Rows excerpted from a collection
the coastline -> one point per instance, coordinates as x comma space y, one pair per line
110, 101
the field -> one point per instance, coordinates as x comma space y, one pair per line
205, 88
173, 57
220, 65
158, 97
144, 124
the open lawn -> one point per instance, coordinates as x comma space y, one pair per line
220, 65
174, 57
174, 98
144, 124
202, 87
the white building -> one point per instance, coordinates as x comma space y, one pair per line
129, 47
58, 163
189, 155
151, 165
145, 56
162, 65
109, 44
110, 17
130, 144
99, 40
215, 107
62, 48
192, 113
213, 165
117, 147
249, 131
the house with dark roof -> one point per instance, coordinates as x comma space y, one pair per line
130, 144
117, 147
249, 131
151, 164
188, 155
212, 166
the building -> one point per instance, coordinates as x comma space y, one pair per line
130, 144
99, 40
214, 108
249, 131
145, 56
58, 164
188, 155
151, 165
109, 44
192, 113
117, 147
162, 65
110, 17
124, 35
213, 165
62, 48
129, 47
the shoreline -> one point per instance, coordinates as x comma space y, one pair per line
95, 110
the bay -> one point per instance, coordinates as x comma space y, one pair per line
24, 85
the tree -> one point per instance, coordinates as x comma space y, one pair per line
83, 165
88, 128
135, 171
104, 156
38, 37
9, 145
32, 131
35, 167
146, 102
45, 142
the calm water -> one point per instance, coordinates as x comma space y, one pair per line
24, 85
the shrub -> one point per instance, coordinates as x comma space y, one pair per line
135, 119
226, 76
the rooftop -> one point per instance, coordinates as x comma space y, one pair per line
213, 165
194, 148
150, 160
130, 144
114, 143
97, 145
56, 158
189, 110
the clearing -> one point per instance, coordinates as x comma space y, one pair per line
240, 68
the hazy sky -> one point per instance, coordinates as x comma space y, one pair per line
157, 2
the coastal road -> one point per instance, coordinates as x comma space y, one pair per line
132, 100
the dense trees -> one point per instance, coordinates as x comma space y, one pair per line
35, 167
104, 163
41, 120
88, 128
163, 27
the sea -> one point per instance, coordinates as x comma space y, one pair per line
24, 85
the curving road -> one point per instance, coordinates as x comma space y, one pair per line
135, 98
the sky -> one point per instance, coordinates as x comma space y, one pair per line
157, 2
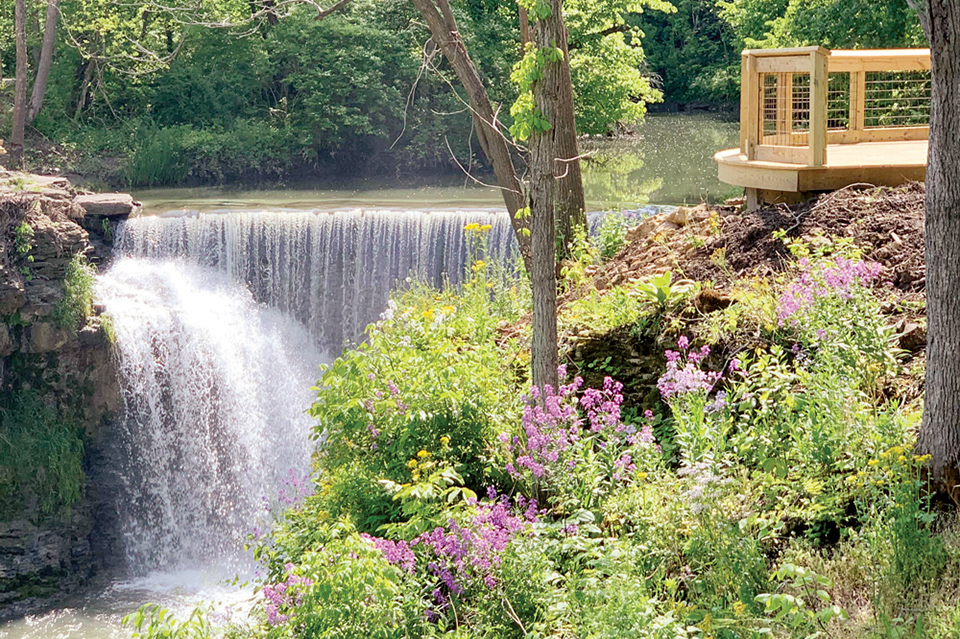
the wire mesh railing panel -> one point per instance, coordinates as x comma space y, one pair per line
784, 108
838, 102
897, 99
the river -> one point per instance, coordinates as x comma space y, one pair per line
668, 162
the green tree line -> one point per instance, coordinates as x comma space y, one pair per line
154, 94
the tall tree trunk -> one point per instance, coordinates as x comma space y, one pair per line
20, 90
551, 190
445, 33
571, 203
46, 59
940, 431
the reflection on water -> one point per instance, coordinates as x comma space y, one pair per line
669, 161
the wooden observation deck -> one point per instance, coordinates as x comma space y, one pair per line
818, 120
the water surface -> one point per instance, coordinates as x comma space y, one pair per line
668, 161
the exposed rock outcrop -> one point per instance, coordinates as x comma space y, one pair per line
61, 356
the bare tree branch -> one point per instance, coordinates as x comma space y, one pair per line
323, 13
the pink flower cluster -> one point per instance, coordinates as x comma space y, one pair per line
395, 552
683, 371
283, 596
550, 427
816, 280
457, 555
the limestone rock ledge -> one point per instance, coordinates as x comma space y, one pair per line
69, 365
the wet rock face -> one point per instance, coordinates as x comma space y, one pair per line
69, 365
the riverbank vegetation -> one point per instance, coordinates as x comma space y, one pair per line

> WHAT YOU NEED TO DO:
Print the rows above exactly, starting with the line containing "the wet rock" and going on through the last line of the rows.

> OUTPUT OF THE EXERCISE:
the wet rock face -> one point per instance, coordinates as x comma space y, one pair per line
69, 365
the riverbank vegetation -> one point per instance, coordinates as x comma space y, one pair per line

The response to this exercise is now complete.